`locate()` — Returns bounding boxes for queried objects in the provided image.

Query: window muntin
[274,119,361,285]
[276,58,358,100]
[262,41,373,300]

The problem: Repeat each of the entries above precisely as given.

Response for this exercise:
`locate()` — Returns bounding boxes for queried objects in the provided image.

Query: window muntin
[274,119,361,285]
[276,58,358,100]
[262,41,373,300]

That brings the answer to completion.